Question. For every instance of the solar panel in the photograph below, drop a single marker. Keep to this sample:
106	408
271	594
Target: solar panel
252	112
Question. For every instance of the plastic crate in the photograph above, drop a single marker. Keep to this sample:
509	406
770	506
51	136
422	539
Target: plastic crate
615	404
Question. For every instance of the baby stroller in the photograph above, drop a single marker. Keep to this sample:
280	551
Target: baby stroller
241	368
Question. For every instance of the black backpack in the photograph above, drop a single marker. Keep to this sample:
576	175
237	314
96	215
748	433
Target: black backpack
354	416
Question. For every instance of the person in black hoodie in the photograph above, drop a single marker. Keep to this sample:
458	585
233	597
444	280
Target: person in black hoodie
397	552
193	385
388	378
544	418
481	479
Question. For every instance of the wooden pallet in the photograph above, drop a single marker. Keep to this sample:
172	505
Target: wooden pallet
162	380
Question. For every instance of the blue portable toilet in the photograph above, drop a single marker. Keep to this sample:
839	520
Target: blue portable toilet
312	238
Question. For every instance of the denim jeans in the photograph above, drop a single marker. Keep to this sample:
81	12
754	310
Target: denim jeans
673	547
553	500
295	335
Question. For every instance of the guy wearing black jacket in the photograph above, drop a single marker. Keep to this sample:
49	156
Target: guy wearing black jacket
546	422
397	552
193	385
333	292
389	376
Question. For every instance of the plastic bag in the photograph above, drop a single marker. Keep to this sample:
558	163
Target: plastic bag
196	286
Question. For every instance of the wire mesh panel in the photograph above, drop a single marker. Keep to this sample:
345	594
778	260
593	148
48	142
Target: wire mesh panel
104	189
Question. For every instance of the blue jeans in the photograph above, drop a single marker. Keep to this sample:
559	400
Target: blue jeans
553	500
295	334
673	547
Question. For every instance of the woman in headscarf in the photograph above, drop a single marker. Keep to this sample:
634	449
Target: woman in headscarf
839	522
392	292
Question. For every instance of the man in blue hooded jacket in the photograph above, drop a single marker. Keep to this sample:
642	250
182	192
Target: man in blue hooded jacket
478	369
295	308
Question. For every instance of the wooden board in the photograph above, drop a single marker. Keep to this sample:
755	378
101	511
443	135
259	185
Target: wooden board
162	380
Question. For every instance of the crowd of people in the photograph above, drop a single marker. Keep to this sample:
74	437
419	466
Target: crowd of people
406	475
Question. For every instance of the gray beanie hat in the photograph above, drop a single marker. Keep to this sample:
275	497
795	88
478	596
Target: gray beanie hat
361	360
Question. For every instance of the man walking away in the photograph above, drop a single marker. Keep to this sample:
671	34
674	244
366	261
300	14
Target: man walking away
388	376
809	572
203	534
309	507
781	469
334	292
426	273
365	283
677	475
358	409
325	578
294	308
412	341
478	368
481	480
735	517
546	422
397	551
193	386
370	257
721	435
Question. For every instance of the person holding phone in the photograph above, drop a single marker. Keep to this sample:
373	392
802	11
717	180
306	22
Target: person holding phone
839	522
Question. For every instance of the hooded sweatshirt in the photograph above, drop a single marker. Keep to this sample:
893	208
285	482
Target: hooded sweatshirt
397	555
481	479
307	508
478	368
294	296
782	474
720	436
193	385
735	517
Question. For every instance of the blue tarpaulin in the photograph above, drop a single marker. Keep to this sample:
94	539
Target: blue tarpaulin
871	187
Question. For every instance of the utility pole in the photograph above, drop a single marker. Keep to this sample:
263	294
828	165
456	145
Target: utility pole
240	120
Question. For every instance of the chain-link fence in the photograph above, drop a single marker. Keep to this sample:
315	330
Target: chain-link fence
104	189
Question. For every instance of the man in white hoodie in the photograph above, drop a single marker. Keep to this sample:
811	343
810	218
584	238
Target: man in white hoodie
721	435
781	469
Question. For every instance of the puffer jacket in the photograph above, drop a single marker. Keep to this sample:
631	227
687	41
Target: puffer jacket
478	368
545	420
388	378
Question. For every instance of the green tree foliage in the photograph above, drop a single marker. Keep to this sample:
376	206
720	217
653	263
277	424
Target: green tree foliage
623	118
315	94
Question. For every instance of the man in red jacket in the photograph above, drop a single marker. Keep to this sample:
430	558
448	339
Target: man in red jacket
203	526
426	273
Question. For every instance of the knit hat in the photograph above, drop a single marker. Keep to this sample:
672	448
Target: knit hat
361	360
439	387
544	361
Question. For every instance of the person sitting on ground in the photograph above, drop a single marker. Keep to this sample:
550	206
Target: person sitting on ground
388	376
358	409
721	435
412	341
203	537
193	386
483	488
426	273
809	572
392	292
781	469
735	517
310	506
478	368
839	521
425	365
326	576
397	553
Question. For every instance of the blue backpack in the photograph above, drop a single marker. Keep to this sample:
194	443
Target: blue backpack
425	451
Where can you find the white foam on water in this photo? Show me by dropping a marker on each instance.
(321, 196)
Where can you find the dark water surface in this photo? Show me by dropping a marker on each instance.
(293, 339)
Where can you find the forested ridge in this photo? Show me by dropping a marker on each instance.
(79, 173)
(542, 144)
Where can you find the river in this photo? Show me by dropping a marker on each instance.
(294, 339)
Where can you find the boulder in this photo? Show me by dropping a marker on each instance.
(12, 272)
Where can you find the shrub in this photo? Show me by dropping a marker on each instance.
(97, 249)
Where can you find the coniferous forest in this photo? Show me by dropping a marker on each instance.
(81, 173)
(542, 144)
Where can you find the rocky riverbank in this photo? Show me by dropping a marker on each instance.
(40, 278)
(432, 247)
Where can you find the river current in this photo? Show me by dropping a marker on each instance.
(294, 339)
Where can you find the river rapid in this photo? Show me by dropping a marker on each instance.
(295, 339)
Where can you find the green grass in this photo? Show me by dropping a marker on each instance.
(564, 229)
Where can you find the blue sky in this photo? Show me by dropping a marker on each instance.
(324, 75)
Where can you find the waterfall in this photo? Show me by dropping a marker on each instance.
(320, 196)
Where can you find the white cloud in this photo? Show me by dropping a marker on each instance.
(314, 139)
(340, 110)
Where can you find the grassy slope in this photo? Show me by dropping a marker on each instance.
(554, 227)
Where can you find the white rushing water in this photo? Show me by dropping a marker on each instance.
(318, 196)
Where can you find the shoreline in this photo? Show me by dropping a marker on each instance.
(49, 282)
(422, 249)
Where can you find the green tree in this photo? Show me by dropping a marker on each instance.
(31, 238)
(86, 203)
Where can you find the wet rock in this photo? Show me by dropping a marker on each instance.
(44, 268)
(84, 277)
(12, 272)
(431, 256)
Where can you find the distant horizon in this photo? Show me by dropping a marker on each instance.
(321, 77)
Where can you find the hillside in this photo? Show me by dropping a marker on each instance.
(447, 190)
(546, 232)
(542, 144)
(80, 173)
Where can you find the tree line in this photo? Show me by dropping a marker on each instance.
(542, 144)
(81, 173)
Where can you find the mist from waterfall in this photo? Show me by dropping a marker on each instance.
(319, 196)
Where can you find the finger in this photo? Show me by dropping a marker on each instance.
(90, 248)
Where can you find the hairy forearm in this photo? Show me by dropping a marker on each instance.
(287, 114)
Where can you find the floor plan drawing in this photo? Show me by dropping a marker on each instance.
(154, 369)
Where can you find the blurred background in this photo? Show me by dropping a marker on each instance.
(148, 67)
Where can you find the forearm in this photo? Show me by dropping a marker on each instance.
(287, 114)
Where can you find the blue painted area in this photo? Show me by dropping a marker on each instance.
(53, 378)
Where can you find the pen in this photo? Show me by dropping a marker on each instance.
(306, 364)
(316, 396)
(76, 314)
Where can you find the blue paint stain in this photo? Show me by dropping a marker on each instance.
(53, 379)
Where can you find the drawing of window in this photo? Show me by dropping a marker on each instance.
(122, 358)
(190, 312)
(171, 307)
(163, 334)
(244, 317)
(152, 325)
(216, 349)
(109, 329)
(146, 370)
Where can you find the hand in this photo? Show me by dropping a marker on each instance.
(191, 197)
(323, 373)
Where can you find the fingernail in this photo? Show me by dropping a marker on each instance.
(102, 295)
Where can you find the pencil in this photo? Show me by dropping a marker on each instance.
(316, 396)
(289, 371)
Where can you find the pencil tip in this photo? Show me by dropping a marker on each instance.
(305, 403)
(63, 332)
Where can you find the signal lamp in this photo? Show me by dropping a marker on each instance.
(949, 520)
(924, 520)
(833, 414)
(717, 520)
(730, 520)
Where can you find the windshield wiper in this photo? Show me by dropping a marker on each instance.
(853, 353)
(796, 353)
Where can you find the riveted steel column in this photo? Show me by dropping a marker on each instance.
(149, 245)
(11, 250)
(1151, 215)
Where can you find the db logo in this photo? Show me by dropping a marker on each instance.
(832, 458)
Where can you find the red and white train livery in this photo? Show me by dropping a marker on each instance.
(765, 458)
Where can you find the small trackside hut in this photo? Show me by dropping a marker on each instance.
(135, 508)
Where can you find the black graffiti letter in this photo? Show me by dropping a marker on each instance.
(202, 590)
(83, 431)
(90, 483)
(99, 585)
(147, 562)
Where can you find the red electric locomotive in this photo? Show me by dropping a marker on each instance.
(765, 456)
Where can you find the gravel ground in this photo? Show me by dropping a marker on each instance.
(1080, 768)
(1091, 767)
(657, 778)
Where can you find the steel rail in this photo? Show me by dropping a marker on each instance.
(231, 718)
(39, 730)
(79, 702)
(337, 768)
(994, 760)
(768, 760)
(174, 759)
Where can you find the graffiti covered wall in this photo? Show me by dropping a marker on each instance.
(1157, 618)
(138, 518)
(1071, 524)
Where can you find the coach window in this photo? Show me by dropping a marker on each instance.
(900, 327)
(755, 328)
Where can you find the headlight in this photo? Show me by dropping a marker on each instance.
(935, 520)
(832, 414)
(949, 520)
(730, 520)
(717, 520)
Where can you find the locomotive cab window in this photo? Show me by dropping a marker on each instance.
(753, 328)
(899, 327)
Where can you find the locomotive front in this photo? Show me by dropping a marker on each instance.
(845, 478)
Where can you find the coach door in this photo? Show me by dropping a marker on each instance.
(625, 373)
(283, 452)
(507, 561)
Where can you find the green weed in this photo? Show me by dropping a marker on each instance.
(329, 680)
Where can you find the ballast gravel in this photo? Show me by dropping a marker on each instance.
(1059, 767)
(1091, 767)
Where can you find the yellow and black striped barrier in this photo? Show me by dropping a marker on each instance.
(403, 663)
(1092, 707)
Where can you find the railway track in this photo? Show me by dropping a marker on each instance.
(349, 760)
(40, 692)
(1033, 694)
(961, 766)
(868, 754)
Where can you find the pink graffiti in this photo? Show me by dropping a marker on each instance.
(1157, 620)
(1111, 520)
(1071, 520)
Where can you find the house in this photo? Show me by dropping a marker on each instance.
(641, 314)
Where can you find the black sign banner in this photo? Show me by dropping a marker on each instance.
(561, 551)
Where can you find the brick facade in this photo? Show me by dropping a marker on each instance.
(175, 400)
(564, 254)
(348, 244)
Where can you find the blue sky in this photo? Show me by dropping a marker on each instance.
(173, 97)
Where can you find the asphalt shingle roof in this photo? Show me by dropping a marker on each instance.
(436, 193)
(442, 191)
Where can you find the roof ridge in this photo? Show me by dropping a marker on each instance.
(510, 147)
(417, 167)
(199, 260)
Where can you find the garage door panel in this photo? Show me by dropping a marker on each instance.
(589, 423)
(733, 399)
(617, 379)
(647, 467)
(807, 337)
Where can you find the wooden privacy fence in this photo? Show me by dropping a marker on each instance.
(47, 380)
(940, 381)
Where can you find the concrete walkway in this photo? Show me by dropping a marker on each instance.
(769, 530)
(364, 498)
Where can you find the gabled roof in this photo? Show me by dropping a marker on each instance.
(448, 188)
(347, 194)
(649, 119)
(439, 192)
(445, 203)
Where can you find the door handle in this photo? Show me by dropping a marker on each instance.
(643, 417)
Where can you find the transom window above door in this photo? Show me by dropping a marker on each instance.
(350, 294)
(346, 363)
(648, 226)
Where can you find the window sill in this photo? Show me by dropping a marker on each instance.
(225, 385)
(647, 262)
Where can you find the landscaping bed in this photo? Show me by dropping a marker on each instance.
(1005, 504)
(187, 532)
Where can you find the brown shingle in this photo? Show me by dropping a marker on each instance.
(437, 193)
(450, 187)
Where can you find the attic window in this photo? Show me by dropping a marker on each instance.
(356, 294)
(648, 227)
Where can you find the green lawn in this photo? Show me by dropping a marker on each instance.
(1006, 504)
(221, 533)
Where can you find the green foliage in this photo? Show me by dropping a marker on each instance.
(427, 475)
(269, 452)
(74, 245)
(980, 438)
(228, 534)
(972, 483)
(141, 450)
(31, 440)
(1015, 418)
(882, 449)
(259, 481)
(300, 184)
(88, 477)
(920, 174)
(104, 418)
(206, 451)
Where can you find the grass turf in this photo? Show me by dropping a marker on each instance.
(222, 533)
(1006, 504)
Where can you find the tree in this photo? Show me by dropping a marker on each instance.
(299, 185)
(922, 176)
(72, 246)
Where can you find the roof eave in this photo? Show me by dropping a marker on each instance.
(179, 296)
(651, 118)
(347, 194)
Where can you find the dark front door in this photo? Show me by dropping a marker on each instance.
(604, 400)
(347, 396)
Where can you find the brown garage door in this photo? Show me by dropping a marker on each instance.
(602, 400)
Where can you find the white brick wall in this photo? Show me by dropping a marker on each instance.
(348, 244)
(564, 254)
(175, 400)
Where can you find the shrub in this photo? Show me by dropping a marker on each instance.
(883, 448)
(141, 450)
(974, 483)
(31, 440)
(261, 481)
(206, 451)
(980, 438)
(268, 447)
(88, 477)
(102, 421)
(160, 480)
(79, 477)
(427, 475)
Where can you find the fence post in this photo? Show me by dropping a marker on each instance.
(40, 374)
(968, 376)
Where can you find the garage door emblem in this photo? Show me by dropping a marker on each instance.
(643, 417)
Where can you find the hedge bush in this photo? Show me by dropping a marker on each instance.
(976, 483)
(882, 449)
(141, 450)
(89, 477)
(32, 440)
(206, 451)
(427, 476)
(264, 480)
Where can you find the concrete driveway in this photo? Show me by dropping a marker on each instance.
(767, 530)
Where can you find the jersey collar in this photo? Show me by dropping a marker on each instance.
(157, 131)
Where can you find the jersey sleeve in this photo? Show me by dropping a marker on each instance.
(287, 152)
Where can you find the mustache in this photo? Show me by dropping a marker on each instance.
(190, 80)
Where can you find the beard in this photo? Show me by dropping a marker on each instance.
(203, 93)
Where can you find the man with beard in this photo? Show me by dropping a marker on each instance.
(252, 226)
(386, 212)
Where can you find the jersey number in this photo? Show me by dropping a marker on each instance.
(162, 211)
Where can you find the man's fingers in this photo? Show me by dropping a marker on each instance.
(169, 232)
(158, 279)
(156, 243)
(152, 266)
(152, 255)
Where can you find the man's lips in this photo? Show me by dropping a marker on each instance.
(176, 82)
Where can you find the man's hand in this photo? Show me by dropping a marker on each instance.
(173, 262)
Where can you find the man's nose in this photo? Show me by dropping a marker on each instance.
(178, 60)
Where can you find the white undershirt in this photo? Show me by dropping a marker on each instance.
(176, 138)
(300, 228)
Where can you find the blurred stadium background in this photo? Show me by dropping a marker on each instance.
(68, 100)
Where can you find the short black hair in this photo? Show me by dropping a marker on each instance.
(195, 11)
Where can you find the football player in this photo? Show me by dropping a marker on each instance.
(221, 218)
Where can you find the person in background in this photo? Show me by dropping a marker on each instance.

###

**Assignment:**
Look in the material above for the line with "Question. For every instance of the black" and the line with "Question. For every instance of the wooden pallet", and transcribe exactly those lines and all lines between them, nothing more.

**Answer section:**
Question. For every instance of the black backpack in the photograph above, drop a single marker. Keep to this sample:
576	175
237	314
96	215
748	433
Target: black backpack
354	416
Question. For every instance of the person in black hoodie in the photograph above, drop a single marker. Keep to this sample:
458	585
233	597
444	280
Target: person in black hoodie
397	552
193	385
388	378
544	418
481	479
Question. For every instance of the wooden pallet in the photograph above, drop a single marker. Keep to this sample:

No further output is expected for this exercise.